### Instructions for the task
Reproduce the listing below verbatim, leaving out the pictures.

Records
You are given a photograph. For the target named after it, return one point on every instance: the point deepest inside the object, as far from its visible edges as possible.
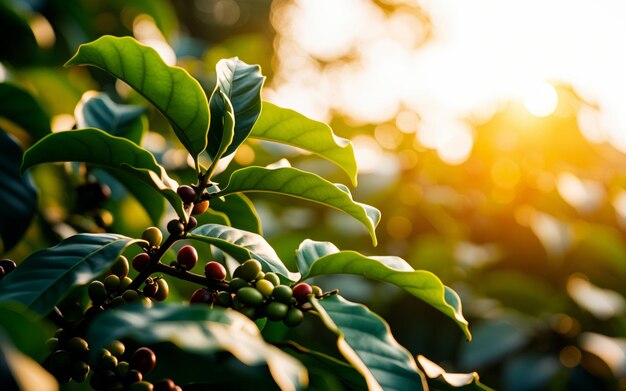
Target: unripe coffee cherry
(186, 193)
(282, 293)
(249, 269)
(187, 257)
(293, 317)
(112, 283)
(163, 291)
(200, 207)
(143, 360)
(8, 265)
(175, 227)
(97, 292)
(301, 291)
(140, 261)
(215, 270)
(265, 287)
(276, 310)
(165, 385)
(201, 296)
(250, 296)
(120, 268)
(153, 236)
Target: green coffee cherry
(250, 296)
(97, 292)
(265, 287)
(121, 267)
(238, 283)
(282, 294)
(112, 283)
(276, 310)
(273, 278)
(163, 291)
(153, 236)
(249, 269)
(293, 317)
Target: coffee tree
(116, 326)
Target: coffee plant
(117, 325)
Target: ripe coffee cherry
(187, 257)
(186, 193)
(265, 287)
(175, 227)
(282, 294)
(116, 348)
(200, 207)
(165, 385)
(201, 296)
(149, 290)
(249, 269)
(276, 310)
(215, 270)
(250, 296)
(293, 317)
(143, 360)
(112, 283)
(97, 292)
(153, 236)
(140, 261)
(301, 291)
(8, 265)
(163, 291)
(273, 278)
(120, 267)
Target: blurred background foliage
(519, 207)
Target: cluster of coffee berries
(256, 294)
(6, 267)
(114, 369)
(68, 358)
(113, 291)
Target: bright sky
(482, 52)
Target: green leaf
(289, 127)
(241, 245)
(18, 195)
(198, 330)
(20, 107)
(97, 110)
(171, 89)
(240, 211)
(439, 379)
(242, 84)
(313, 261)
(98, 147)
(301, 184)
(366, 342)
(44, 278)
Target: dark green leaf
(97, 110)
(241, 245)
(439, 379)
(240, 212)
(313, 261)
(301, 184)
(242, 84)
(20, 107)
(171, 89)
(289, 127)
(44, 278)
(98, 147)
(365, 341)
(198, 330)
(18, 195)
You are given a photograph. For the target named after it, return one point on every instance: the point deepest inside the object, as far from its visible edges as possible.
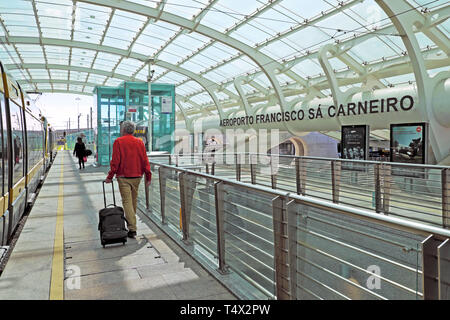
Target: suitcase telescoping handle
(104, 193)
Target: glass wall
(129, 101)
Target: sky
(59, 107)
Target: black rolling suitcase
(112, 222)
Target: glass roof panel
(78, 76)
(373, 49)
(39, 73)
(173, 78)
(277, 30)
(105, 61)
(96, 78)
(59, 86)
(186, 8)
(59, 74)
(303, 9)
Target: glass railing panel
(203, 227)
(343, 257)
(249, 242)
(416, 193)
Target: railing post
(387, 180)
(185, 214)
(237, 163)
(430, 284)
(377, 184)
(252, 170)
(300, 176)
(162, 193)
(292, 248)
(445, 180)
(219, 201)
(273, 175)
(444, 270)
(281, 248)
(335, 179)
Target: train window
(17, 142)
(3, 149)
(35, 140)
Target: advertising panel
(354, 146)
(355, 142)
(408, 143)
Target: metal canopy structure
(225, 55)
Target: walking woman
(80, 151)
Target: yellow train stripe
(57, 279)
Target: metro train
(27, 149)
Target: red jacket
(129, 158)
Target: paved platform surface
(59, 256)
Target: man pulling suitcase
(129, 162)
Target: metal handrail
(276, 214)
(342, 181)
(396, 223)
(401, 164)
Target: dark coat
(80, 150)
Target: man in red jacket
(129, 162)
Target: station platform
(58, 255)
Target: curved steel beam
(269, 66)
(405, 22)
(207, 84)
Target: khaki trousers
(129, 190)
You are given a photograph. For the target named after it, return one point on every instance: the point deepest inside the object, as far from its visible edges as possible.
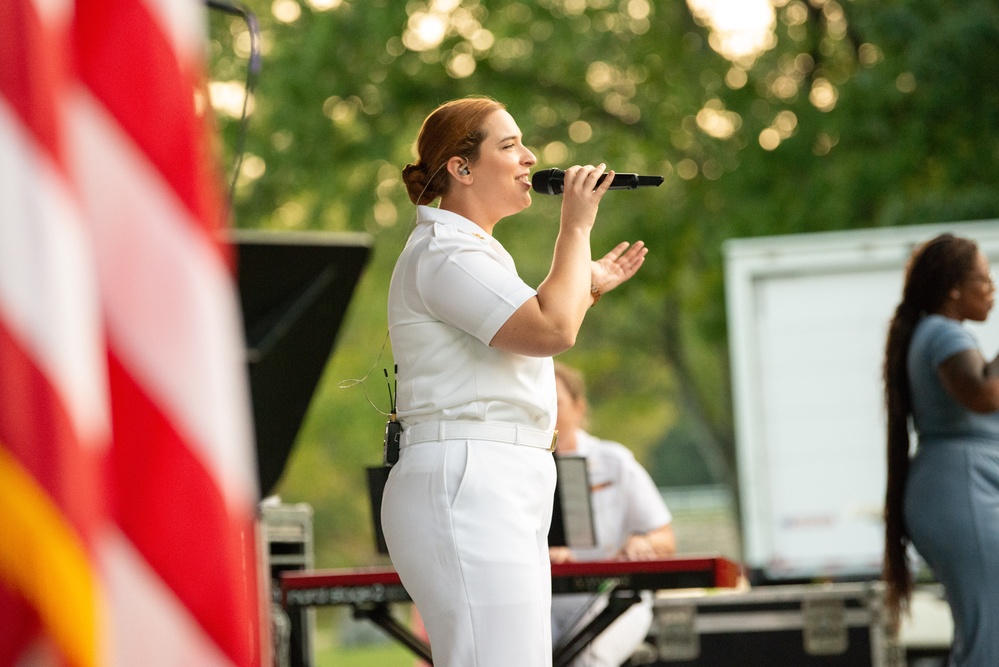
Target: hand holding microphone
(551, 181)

### Task solution
You are given a photograph. For the target named after it, return one point on every instance: the point deepest inside the object, as far from its visible edges as possible.
Target: unripe coffee cherry
(186, 193)
(282, 293)
(249, 269)
(187, 257)
(293, 317)
(112, 283)
(163, 291)
(200, 207)
(143, 360)
(8, 265)
(175, 227)
(97, 292)
(301, 291)
(140, 261)
(215, 270)
(265, 287)
(276, 310)
(165, 385)
(201, 296)
(250, 296)
(120, 268)
(153, 236)
Target: green coffee cherry
(250, 296)
(97, 292)
(265, 287)
(121, 267)
(238, 283)
(282, 294)
(112, 283)
(276, 310)
(273, 278)
(163, 291)
(153, 236)
(249, 269)
(293, 317)
Target: coffee tree
(116, 326)
Target: coffee plant
(117, 325)
Target: ripe coffee cherry
(187, 257)
(186, 193)
(265, 287)
(175, 227)
(282, 294)
(116, 348)
(200, 207)
(165, 385)
(201, 296)
(149, 290)
(249, 269)
(276, 310)
(215, 270)
(250, 296)
(293, 317)
(143, 360)
(112, 283)
(97, 292)
(153, 236)
(140, 261)
(301, 291)
(8, 265)
(163, 291)
(273, 278)
(120, 267)
Target: blurred background foliage
(519, 207)
Target: cluster of coffee berries
(256, 294)
(6, 267)
(114, 369)
(68, 358)
(113, 291)
Target: bright sky
(482, 52)
Target: green leaf
(289, 127)
(241, 245)
(18, 195)
(198, 330)
(20, 107)
(97, 110)
(171, 89)
(240, 211)
(439, 379)
(242, 84)
(313, 261)
(98, 147)
(301, 184)
(366, 342)
(44, 278)
Target: dark green leaf
(97, 110)
(241, 245)
(439, 379)
(240, 212)
(313, 261)
(301, 184)
(242, 84)
(20, 107)
(171, 89)
(289, 127)
(44, 278)
(98, 147)
(365, 341)
(198, 330)
(18, 195)
You are given a photograph. For the target named after it, return one point on every instance: the point deepest inside the object, as far from its visible edges as possible.
Target: suitcase telescoping handle
(104, 193)
Target: glass wall
(129, 101)
Target: sky
(59, 107)
Target: black rolling suitcase
(112, 222)
Target: glass roof panel
(78, 76)
(373, 49)
(39, 73)
(173, 78)
(277, 30)
(105, 61)
(96, 78)
(59, 86)
(186, 8)
(59, 74)
(303, 9)
Target: glass railing panel
(203, 227)
(343, 257)
(249, 242)
(416, 193)
Target: railing post
(387, 180)
(185, 214)
(237, 163)
(430, 284)
(377, 184)
(252, 170)
(300, 176)
(162, 193)
(292, 248)
(445, 180)
(219, 201)
(273, 175)
(444, 270)
(281, 248)
(335, 179)
Target: train window
(17, 142)
(3, 149)
(35, 140)
Target: advertising panel
(354, 146)
(355, 142)
(408, 143)
Target: metal canopy structure
(225, 55)
Target: walking woman
(80, 151)
Target: yellow train stripe
(57, 279)
Target: metro train
(27, 149)
Target: red jacket
(129, 158)
Target: paved platform surface
(59, 256)
Target: man pulling suitcase
(129, 162)
Target: metal handrail
(276, 214)
(342, 181)
(396, 223)
(401, 164)
Target: dark coat
(80, 150)
Target: man in red jacket
(129, 162)
Target: station platform
(58, 255)
Target: curved steel beam
(269, 66)
(405, 22)
(207, 84)
Target: khaki trousers
(129, 190)
You are given a photograph. For the target named after it, return one point on every instance: the point deepest inside the object, as far from its visible edges as possible.
Target: hand holding microphone
(551, 181)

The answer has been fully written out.